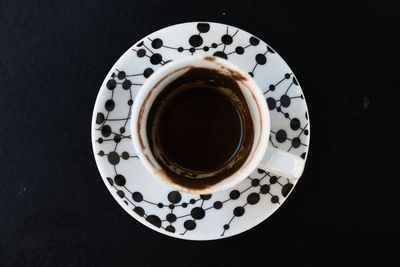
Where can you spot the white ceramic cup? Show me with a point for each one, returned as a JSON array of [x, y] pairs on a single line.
[[261, 156]]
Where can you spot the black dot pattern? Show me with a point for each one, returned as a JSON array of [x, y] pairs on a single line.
[[175, 212]]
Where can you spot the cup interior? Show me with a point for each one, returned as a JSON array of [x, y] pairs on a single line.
[[170, 72]]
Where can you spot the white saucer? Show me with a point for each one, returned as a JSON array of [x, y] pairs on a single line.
[[182, 215]]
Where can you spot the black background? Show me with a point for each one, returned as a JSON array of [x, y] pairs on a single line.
[[54, 208]]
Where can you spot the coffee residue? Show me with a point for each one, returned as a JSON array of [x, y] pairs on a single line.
[[209, 88]]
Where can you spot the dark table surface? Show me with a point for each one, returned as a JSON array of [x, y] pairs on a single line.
[[54, 208]]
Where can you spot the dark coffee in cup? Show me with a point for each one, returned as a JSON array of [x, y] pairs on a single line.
[[200, 128]]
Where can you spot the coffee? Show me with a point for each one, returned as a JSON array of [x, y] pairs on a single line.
[[199, 127]]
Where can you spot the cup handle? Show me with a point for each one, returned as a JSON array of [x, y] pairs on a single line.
[[282, 163]]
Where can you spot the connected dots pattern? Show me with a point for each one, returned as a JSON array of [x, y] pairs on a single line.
[[176, 213]]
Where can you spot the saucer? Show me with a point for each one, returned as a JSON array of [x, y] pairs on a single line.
[[179, 214]]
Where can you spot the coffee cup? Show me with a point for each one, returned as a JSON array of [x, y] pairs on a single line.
[[201, 125]]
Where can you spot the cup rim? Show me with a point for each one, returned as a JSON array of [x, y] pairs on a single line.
[[153, 82]]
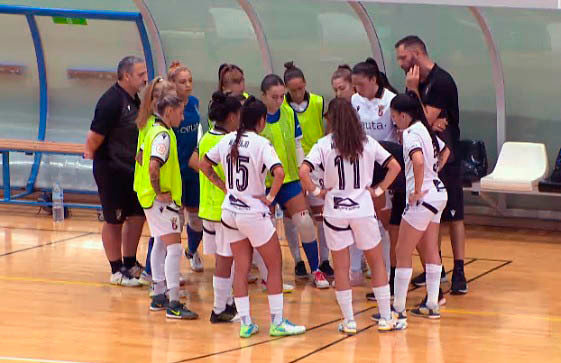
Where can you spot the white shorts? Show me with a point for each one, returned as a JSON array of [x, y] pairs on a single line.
[[213, 241], [163, 219], [257, 227], [317, 178], [341, 233], [429, 210]]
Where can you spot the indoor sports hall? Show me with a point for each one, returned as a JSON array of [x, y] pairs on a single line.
[[66, 64]]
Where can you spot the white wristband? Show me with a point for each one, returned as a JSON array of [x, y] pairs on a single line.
[[316, 192]]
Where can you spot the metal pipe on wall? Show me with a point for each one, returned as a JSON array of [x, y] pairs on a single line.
[[498, 80], [260, 34], [370, 32]]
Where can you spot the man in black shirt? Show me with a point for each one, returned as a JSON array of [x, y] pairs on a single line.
____
Output every entry verbatim but skip the pictures.

Where can you spot the white ceramic cup? Show me with a point for each one, returned as a JSON array of [x, y] pairs on a single line.
[[261, 156]]
Where can you spot the black dot pattern? Show me with a point for each one, returned as a JSON array of [x, y] pairs on a single line.
[[175, 212]]
Where can you spot the cup interior? Show me with a point for each one, returned as a JSON array of [x, y] pairs on a single line.
[[170, 72]]
Where can you spot the white saucer? Show me with a point for each one, returned as a JSON array of [x, y] pairs on a single line.
[[182, 215]]
Where can you spot the black background? Show me with a point for each one, returned as a JSON array of [x, y] pairs on a single line.
[[54, 208]]
Where can you spot the coffee residue? Show me with a point for each one, returned as a JSON array of [x, y] pairs on a single line.
[[209, 88]]
Where can you spot the dark table surface? Show me with a point for each one, returned as a JSON array of [x, y] pairs on a single line.
[[54, 208]]
Where can you spot the dark coffee in cup? Show me with a point for each one, returned as a JSON array of [x, y] pairs on a single line.
[[200, 128]]
Where can you spot the coffee? Show me with a point for each one, returned as a JSON array of [x, y] pairs on a single line.
[[199, 127]]
Where can you spot the cup handle? Show me with a point for each one, returned as a JSON array of [x, y] pairs on a single line.
[[282, 163]]
Where can you spot the connected dots pattern? Show me with a point for each one, returned as a JSON array of [x, y] pairs on a single line.
[[176, 213]]
Where can you spot the saucer? Show me with a point for each one, returned as a JSON array of [x, y] pairs on a single line.
[[179, 214]]
Where can you spot the coffee cup? Show me with a point for each one, returned as a JSON array of [x, y] pairs on a single line.
[[201, 125]]
Where can you spot the cup rim? Show me with a point for each one, returned as a JSON array of [x, y] pairs on a single line.
[[153, 82]]
Where can you spot the white shorts? Show me with a point for each one, returned as a JSON array of [x, y] pairs on a single line.
[[213, 241], [163, 219], [257, 227], [317, 178], [341, 233], [429, 210]]
Where can you spot the indoor sports hall? Show me with a point for each one, returned as a JSON array of [x, y] pairs on a single line.
[[66, 64]]
Where can you spot the white wristband? Show me with a point for each one, returned as a JSON array of [x, y] pairs on a single line.
[[316, 192]]
Where can you spot the metal pipe on wall? Show me with a point for each one, returned as a JSON array of [x, y] pairs on a single line.
[[498, 80], [260, 34], [370, 32]]
Where can you spot the man in black shirt? Show me with a point for each one, returned as a JSON array of [x, y] pairs on a single line.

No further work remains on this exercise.